◆ **WRITTEN TASK**
Drop the pictures and extract exactly the lines from the one that contains "Category: flooded street" through the end of the material.

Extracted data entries
- - - - -
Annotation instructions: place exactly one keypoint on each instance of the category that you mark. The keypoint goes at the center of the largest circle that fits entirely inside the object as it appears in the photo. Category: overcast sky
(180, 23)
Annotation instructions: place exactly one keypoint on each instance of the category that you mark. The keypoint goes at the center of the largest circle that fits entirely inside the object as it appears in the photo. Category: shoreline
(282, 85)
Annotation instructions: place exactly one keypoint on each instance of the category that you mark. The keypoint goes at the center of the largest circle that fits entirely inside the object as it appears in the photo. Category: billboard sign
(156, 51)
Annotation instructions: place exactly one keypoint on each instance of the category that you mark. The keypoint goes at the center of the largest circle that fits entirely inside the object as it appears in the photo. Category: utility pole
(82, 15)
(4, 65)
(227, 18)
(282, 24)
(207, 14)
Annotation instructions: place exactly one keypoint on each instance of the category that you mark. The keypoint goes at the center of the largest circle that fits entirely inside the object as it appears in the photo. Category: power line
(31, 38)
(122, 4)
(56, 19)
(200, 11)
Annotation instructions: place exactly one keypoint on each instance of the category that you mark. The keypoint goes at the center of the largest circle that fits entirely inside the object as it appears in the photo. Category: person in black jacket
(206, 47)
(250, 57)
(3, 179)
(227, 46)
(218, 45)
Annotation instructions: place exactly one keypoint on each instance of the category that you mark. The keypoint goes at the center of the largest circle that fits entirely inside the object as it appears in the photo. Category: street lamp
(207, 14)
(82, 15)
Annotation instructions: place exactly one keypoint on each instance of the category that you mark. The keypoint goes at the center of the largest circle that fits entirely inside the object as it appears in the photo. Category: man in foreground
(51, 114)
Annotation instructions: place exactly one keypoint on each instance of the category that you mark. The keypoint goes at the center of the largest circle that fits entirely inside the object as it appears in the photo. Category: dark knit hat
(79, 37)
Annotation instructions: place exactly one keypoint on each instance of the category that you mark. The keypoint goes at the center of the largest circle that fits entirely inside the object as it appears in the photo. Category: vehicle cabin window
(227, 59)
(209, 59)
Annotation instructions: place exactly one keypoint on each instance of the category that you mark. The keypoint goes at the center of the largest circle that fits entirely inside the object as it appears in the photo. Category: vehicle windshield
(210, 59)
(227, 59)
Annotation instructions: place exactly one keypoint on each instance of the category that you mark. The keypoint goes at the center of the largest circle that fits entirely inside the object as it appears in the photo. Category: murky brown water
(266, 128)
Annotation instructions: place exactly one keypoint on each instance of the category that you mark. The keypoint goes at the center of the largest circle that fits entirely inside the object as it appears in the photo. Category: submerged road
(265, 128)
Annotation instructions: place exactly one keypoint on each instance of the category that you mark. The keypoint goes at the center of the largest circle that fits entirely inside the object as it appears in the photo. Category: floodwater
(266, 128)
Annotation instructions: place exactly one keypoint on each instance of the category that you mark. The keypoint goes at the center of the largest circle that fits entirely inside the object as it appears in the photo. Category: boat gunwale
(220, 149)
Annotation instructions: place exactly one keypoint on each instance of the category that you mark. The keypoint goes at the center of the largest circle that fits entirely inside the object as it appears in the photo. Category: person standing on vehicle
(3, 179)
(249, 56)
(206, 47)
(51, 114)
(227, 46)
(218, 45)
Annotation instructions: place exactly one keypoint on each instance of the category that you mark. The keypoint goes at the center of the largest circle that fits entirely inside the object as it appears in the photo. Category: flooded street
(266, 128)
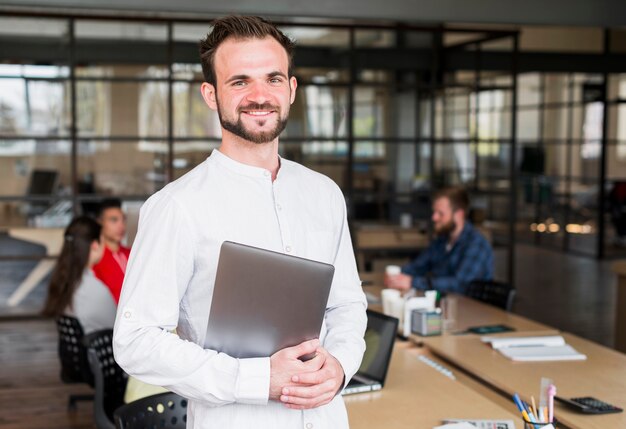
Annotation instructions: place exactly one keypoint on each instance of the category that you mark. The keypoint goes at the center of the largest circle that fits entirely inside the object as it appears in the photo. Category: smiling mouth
(258, 113)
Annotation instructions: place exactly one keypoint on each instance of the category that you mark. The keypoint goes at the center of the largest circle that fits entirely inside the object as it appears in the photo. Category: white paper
(456, 426)
(542, 353)
(502, 342)
(478, 424)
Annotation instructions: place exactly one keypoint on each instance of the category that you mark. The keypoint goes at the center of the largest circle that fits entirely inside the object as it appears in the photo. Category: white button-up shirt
(171, 273)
- - - - -
◆ **EXPECTED OUTPUT**
Annotation instructions: place exactly one keypoint on each instance of the category that you mark. The keypoint goes at the center of the largest circle that fits entirely inside the object as it appears in the photo. Category: flooded street
(266, 128)
Annotation instructions: place exactly one keypoint on each instance of the category that you mark. The keypoint goes at the center of the largest circle that fits entirely inside the object as it appears in the photo. Category: smiling mouth
(258, 113)
Annotation instructions: place exactly one keypoint on each instance of the category that you mark. The keypoint goes at the center of the largest circle that fits entirely inside the object as it appears in the photo. Category: white paper
(456, 426)
(542, 353)
(502, 342)
(478, 424)
Annotation instructions: place exactly one keypoint on each instance of the category that you mark. The keypoint goes at the center of the largest circle that fits entirely inside the object as it appears in the photo. Category: white button-up shirt
(171, 273)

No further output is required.